#### [SUPPLIED PASSAGE]
Identification. If you have a deacony of supplying the needs of the saints to overflowing and you strive to do all things to the glory of God, and so prove your obedience to the confession of Christ, then you may have The Spiritual Gift of Deacony.

Section Six

The Deacony of Testimony

6.1 Testimony for Christ. Paul received a deacony (“διακονίαν”) from Jesus to testify solemnly of the gospel of the grace of God (Acts 20:24). We see an overlap between the spiritual gifts at times. In this case, Paul did the work of an evangelist and apostle, both spiritual gifts. He considered the work he performed to be a deacony, which he received from Jesus. The deacony he considered a gift from Jesus Christ. The saint with the Spiritual Gift of Deacony may have the special calling to perform a ministry, such as preaching the gospel of grace, and team functions with the gifted saint.

Identification. If you received a deacony from Jesus to testify solemnly of the Gospel of Jesus Christ, and you are part of a team with the same purpose, and you know your deacony is a gift of God, then you may have The Spiritual Gift of Deacony.

 

6.2 Tychicus. Paul sent Tychicus to the Ephesian church to testify to the circumstances of Paul while imprisoned. Paul considered Tychicus a beloved brother and a faithful deacon in the Lord (“πιστὸς διάκονος ἐν κυρίῳ”) (Ephesians 6:21). Paul trusted Tychicus with a specific mission: (a) to make known to the Ephesians everything about Paul’s circumstances; and (b) to comfort the hearts of the Ephesians (Ephesians 6:22).

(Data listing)
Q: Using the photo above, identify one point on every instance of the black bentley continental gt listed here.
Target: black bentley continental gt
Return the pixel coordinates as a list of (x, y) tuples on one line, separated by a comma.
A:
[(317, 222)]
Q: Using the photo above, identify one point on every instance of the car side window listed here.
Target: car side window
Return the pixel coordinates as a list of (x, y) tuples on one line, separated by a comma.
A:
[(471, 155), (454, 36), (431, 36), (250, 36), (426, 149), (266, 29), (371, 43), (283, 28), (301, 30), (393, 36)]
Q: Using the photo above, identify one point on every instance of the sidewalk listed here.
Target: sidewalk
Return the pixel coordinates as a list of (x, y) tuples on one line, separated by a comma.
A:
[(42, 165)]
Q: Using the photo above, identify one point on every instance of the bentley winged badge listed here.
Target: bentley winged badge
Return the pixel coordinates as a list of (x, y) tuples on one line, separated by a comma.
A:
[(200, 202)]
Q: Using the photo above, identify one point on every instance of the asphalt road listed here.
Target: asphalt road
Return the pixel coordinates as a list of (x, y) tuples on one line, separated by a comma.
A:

#### [AIM]
Please return, word for word, everything in the passage on the gift of deacony from "The Deacony of" down to "the gifted saint.".

#### [REPLY TO THE EXERCISE]
The Deacony of Testimony

6.1 Testimony for Christ. Paul received a deacony (“διακονίαν”) from Jesus to testify solemnly of the gospel of the grace of God (Acts 20:24). We see an overlap between the spiritual gifts at times. In this case, Paul did the work of an evangelist and apostle, both spiritual gifts. He considered the work he performed to be a deacony, which he received from Jesus. The deacony he considered a gift from Jesus Christ. The saint with the Spiritual Gift of Deacony may have the special calling to perform a ministry, such as preaching the gospel of grace, and team functions with the gifted saint.